▸ **Entries shown**
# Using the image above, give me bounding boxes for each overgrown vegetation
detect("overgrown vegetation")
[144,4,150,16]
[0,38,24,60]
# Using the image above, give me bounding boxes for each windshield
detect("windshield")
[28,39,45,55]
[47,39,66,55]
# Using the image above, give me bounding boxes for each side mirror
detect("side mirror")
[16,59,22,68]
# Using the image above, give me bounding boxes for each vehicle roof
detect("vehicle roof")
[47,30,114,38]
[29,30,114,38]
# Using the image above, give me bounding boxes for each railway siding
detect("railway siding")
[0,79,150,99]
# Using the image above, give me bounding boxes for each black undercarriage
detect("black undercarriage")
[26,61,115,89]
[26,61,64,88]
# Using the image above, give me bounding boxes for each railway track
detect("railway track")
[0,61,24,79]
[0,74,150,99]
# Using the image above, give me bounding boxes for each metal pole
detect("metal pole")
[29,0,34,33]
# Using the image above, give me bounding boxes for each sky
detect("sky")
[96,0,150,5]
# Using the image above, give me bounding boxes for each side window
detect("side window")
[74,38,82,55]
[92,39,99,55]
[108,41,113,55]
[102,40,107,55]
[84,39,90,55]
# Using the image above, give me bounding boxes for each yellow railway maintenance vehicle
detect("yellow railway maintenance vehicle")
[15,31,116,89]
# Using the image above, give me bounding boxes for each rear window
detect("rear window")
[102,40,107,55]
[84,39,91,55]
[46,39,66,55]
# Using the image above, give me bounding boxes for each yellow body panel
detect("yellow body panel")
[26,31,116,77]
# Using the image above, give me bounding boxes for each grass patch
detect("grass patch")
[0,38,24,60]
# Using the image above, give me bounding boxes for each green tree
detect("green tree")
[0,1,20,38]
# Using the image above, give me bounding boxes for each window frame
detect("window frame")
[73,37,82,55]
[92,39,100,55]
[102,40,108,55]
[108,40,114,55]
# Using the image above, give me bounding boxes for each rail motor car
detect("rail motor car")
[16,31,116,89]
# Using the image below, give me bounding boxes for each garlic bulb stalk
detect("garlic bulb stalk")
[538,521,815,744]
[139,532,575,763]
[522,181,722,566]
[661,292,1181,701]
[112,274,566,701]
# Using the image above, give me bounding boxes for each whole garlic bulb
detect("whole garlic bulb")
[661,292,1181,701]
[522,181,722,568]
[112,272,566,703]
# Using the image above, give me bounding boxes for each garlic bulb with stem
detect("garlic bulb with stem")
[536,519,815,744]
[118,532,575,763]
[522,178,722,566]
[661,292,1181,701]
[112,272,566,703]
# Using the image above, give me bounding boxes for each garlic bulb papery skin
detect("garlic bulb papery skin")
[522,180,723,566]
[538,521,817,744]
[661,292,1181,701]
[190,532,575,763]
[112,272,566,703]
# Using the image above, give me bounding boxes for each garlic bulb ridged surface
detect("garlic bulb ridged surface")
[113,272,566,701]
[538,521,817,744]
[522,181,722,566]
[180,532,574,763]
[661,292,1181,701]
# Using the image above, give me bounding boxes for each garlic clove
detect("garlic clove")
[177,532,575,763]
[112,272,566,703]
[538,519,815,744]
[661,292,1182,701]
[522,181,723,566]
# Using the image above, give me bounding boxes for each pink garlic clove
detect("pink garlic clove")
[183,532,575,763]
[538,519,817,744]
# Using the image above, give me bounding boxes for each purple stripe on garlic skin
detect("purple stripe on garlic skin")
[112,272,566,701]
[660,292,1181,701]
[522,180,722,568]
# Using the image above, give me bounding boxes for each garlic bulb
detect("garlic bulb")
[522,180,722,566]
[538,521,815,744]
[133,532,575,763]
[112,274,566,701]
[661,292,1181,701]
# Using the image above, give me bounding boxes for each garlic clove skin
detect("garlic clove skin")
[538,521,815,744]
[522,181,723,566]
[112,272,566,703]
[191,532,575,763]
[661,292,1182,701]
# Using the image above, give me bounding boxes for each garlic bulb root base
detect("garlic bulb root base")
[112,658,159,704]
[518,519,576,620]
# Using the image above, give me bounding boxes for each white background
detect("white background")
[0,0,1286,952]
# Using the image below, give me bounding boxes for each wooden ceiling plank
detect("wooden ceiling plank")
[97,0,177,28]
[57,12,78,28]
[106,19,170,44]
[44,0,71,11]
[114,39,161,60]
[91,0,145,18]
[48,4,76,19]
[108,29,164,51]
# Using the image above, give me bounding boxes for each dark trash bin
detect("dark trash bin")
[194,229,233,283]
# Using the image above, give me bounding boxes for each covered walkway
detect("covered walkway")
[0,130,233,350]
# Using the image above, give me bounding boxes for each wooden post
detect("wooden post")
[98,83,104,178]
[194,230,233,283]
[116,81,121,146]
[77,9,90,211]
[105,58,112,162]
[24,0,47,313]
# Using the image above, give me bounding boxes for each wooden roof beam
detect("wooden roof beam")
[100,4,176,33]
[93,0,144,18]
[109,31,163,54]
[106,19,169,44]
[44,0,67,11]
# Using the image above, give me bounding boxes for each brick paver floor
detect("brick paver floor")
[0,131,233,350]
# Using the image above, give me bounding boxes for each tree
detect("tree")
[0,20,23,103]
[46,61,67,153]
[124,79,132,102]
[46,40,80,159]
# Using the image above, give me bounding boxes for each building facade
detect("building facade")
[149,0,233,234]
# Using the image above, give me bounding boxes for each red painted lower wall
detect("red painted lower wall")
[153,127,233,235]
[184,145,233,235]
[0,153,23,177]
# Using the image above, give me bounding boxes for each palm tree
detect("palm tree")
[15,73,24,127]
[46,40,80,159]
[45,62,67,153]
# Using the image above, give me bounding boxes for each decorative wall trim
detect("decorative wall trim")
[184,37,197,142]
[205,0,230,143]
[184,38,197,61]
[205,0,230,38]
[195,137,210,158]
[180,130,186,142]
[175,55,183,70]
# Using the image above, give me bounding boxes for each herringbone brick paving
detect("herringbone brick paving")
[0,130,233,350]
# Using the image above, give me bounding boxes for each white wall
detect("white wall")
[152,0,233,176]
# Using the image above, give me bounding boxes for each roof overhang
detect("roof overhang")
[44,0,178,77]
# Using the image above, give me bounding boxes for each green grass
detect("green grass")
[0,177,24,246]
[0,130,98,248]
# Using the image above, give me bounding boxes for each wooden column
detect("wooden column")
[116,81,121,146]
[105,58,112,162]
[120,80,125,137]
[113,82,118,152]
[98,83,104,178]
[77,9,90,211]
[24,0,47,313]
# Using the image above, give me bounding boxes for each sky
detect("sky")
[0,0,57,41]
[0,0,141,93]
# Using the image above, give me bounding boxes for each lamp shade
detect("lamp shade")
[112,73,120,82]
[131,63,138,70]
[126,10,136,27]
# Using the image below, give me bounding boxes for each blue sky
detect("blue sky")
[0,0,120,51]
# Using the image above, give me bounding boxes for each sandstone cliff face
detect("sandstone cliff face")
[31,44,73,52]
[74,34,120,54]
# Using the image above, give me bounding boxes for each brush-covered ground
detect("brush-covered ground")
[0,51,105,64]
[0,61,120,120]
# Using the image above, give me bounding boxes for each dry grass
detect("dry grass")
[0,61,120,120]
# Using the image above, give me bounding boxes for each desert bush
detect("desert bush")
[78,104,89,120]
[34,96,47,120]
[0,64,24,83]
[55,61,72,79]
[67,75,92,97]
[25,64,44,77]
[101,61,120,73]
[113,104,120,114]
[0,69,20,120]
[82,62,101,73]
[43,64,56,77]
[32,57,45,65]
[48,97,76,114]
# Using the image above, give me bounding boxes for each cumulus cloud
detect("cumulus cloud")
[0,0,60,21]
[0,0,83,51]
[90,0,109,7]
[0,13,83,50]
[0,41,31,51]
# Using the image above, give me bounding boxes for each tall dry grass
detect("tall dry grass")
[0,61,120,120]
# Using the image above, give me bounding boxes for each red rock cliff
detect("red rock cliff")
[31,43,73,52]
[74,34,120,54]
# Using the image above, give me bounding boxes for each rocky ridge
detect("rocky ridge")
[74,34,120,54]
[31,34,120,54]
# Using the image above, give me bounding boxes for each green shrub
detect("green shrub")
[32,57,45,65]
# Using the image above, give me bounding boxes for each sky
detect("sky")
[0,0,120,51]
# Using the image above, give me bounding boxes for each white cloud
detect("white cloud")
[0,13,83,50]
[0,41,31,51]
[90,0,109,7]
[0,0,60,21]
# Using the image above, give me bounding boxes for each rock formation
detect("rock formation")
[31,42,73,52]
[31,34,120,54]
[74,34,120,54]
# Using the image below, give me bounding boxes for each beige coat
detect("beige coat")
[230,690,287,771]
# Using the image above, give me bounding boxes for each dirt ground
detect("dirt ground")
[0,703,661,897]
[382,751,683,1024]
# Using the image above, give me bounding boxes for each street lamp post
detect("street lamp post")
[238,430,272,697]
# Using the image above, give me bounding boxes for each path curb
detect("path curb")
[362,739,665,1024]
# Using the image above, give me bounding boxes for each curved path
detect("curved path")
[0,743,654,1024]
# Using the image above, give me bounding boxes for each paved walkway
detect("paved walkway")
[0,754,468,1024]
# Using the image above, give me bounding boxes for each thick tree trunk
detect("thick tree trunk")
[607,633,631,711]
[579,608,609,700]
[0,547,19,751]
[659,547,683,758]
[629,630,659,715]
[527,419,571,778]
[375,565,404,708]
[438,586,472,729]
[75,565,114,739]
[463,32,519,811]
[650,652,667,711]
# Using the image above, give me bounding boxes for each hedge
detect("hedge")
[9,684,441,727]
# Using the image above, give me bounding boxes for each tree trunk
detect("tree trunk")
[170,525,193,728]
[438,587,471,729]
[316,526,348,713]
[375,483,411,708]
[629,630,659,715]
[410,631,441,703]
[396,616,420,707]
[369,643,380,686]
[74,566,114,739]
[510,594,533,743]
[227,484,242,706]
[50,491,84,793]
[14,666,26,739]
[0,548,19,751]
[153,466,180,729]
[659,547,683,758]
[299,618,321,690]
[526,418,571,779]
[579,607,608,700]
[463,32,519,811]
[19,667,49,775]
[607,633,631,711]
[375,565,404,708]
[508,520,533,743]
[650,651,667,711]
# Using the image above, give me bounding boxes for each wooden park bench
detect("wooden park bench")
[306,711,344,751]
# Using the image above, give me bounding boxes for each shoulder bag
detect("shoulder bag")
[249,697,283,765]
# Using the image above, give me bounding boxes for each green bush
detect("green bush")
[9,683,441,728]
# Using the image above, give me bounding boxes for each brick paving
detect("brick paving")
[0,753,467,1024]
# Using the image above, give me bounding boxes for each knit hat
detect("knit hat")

▸ **Task prompt**
Reproduce verbatim the lines of the listing starting at the line containing "each beige coat" and ending at the line containing "[0,754,468,1024]", both included.

▸ **Correct output**
# Using the image below, give me bounding boxes for each beige coat
detect("beige coat")
[230,690,287,771]
# Using the image above, give me bounding boxes for each dirt ground
detect("dirt ground")
[0,703,661,897]
[382,751,683,1024]
# Using the image above, give me bounding boxes for each street lamp post
detect("street lamp post")
[238,430,272,697]
# Using the image above, give me bounding boxes for each path curb
detect("path curb")
[362,739,665,1024]
# Using the image above, give me bounding boxes for each curved path
detect("curved path")
[0,743,654,1024]
# Using the image above, give me bounding boxes for each paved walkway
detect("paved walkway")
[0,754,468,1024]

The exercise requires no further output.